[[ Supplied records open ]]

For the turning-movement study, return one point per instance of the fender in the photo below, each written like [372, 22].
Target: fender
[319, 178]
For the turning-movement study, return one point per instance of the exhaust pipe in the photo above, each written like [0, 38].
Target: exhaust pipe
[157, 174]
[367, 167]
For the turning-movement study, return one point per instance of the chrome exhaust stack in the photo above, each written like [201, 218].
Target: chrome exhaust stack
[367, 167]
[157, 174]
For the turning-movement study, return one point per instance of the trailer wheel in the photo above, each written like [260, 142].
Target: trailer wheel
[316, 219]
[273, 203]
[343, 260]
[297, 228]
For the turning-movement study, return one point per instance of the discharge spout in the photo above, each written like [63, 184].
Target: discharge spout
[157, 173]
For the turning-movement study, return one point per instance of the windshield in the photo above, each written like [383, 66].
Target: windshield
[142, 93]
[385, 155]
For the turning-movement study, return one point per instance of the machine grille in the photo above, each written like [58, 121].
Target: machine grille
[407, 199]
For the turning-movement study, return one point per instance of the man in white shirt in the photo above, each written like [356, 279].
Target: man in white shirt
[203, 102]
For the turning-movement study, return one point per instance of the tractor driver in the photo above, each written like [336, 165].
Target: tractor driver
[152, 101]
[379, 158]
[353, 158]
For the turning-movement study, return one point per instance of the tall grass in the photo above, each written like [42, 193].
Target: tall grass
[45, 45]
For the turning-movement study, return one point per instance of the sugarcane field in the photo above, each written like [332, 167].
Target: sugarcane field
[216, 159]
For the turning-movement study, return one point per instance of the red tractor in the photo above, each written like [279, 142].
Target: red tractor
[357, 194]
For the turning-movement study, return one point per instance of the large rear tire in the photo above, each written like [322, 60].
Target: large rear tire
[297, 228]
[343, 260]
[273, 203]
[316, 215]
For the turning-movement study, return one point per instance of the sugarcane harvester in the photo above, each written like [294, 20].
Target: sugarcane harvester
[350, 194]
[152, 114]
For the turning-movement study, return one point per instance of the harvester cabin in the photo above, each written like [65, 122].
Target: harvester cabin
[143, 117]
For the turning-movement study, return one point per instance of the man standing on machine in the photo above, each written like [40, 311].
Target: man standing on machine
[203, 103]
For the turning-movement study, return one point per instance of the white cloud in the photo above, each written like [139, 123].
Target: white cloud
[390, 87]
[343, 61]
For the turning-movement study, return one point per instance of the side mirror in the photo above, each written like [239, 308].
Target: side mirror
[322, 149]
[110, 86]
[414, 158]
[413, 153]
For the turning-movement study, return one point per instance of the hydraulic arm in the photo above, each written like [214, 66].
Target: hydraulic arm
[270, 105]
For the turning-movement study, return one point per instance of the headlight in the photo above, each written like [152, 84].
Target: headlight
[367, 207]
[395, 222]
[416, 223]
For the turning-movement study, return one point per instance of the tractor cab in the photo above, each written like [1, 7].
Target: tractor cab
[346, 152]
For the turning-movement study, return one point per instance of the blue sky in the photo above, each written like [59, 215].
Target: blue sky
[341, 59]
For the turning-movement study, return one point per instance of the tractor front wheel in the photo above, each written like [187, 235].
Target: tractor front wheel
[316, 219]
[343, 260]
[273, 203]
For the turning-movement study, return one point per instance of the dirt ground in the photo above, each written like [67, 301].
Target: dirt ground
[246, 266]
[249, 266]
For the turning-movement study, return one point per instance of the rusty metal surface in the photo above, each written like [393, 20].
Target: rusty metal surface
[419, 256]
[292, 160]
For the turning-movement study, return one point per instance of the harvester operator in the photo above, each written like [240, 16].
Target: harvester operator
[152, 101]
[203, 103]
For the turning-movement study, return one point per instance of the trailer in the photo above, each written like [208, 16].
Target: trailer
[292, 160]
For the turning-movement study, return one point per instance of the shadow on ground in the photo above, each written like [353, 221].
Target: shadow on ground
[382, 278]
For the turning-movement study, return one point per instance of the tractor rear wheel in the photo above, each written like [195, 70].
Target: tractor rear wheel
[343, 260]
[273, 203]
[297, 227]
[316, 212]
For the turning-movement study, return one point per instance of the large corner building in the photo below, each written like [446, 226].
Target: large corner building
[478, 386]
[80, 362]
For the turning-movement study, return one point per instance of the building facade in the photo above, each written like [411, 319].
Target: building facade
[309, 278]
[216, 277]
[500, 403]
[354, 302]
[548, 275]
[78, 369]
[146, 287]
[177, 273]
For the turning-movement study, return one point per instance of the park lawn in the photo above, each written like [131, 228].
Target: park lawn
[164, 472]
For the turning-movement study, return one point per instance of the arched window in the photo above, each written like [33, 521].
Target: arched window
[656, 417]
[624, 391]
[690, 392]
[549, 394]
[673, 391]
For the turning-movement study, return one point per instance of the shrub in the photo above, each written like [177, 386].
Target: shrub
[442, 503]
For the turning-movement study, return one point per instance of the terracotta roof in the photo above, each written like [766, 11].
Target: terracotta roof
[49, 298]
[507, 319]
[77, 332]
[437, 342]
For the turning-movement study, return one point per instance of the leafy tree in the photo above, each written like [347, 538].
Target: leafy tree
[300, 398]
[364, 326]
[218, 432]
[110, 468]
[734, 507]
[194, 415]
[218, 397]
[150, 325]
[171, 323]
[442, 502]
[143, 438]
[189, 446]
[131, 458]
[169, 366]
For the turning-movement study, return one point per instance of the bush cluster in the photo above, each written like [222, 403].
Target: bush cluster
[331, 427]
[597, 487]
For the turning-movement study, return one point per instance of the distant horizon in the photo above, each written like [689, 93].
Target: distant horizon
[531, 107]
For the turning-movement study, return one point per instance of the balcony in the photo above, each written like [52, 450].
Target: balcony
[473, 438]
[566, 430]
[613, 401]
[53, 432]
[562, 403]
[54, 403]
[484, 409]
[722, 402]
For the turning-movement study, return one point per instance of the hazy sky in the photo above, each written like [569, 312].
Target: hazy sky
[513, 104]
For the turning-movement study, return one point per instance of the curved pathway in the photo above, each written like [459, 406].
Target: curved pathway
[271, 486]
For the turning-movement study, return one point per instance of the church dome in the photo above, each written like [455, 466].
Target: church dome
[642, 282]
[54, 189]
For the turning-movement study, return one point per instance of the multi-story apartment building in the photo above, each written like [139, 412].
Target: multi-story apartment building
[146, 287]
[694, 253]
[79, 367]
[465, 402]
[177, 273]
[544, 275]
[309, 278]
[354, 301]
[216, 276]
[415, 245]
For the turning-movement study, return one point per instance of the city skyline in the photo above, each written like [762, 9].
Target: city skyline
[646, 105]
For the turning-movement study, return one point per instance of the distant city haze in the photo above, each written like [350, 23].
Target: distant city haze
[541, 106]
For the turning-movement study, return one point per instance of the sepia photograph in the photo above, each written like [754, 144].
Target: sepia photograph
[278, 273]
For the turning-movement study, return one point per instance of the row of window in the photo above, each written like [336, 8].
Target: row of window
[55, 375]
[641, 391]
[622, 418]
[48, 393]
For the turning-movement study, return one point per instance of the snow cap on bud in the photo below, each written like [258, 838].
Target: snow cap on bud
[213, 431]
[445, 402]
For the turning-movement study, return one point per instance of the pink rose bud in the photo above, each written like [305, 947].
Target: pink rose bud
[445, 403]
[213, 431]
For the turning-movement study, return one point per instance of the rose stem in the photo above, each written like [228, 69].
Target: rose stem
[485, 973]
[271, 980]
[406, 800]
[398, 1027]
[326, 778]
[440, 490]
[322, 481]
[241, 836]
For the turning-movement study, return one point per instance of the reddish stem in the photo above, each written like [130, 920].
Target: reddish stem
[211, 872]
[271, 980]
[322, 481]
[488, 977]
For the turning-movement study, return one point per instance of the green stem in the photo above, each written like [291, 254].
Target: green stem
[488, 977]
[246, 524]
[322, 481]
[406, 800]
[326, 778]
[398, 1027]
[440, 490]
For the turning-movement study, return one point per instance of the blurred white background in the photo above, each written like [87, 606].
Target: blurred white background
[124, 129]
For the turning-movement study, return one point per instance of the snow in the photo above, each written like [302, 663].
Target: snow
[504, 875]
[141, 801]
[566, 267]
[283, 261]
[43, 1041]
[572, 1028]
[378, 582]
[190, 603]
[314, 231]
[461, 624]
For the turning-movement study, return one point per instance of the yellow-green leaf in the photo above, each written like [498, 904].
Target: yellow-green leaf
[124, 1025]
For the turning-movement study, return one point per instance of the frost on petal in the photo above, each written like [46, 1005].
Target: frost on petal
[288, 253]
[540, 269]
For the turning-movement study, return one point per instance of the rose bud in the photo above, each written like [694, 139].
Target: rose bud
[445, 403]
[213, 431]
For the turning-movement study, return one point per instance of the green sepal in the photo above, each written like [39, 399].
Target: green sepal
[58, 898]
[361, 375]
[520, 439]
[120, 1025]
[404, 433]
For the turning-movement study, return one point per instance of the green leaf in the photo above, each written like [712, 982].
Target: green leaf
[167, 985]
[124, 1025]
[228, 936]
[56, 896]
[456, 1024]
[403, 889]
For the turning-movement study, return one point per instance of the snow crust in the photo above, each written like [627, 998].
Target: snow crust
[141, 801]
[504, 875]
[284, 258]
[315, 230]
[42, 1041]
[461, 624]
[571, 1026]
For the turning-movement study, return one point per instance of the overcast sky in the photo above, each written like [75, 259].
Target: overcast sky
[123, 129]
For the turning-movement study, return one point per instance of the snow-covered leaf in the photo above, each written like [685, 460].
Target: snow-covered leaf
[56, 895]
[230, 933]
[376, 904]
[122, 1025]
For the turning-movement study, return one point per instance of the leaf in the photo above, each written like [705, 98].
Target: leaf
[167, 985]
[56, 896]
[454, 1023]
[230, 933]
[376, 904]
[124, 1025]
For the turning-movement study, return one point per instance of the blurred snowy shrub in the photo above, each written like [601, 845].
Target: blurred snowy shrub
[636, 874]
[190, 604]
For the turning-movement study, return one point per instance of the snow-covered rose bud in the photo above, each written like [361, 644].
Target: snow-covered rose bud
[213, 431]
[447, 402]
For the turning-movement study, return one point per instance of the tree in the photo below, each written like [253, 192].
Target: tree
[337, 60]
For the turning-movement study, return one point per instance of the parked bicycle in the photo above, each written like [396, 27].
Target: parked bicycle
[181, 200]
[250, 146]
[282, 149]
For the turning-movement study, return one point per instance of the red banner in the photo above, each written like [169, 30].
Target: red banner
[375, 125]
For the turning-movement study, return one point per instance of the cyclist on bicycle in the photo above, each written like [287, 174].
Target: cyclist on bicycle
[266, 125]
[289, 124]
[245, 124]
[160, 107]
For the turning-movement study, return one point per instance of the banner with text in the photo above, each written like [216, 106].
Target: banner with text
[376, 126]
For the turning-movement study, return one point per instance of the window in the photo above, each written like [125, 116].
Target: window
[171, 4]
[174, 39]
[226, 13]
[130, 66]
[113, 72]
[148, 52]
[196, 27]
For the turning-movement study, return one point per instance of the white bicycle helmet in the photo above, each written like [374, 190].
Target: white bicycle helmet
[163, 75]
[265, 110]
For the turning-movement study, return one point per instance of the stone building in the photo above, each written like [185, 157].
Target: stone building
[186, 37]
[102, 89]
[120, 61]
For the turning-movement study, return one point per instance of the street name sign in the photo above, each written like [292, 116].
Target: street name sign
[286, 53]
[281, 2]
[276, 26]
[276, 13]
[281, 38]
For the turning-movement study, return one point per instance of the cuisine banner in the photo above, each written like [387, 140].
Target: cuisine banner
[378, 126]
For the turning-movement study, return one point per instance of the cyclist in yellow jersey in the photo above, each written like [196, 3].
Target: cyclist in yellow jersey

[[ Supplied records closed ]]

* What you need to do *
Pick from the records each line that contains the word "below" and show it.

* Solution for this task *
For the turning-movement study, return one point per instance of the fender in the photo below, each written like [372, 22].
For the turning-movement study, return one point per instance of the large corner building in the photo below, each written like [446, 226].
For the turning-movement study, return one point per instance of the snow cap on bud in the photo below, each written like [258, 838].
For the turning-movement study, return one point per instance of the tree in the photo below, each written like [253, 192].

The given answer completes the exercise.